### SELECTION
+++
CS Concours de saut (showjumping)
CD Concours de dressage (Dressage)
CA Concours d’attelage (Riding)
-I International
-O Officiel (with team ranking – only one organiser per country and year)
-W World Cup
1*/2*/3*/4*/5* Degree of difficulty and/or category
Example Basel
CSI5*
CSI5* = Concours de saut International. International Showjumping Tournament category 5* (prize money at least CHF 500,000).

Star system

In jumping events a CSI (International Showjumping Tournament) will be classified according to the prize money awarded in a star system as follows:

1* = prize money max. CHF 49,999
2* = prize money: CHF 50,000 to 149,999
3* = prize money: CHF 150,000 to 249,999
4* = prize money: CHF 250,000 to 499,999
5* = prize money: from CHF 500,000

Associations

SVPS
The governing body of all swiss riding associations, including regional and breeding associations, is the Swiss Equestrian Federation (SVPS) in Berne.

FEI
The SVPS is affiliated to the international governing body, which is the «Fédération Equestre Internationale» (FEI), based in Lausanne. The current president of the FEI is Princess Haya bint al-Hussein of Jordan.
+++
### DIRECTIONS
**A.** Answer these from the horse-show glossary above, one line each:
(i) What does the letter W stand for?
(ii) In which city is the SVPS based?
(iii) In which city is the FEI based?
**B.** For each statement, say whether the horse-show glossary above supports it. Give yes or no and quote the words that decide it.
(i) A 3* jumping tournament awards at least CHF 250,000 in prize money.
(ii) The SVPS is affiliated to the FEI.
(iii) An official event with team ranking has only one organiser per country and year.
**C.** Carry on the horse-show glossary above, starting after its final sentence.

### DATA PROVIDED
+++
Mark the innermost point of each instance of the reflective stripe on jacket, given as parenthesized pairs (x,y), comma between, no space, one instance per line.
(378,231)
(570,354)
+++
### TASK-BY-TASK ANSWERS
**A.**
(i) World Cup
(ii) Berne
(iii) Lausanne

**B.**
(i) No: "3* = prize money: CHF 150,000 to 249,999"
(ii) Yes: "The SVPS is affiliated to the international governing body, which is the «Fédération Equestre Internationale» (FEI)"
(iii) Yes: "with team ranking – only one organiser per country and year"

**C.**
Types of Competition

The jumping events are classified according to entry qualifications and degree of difficulty into categories such as Table A or Table C, and special events such as Team Jumping, Points Jumping or Barrier Jumping.

Table A
In Table A competitions, all faults committed by riders will incur penalty points (normally 4). Riders will be ranked according to the number of penalty points incurred. If several competitors have the same number of penalty points they will be ranked depending on competition type as follows:

  • ex aequo (Table A without timekeeping)
  • timed (Table A with timekeeping)
  • according to the result of one or more jump-offs ( Table A with jump-off)

Table A with timekeeping
If an equal number of points is attained, the faster time will decide the winner.

Table A with jump-offs
Competitions in which riders are placed in equal first place are to be decided by jump-off. The jump-offs will follow the same rules as the normal parcours. They are conducted with a reduced number of raised or widened jumps from the normal parcours.

Table C
In this discipline the faults are converted into a time penalty, usually 3 or 4 seconds.

Progressive Points Jumping
This competition is held over at least six and a maximum of ten obstacles, to be jumped in a predefined sequence. Every obstacle is assigned an individual number of points. The ascending degree of difficulty will be achieved by the type of jump construction only. For every successfully completed jump the rider will be credited with the number of points assigned to the obstacle. A rail fault will result in no points or points deduction.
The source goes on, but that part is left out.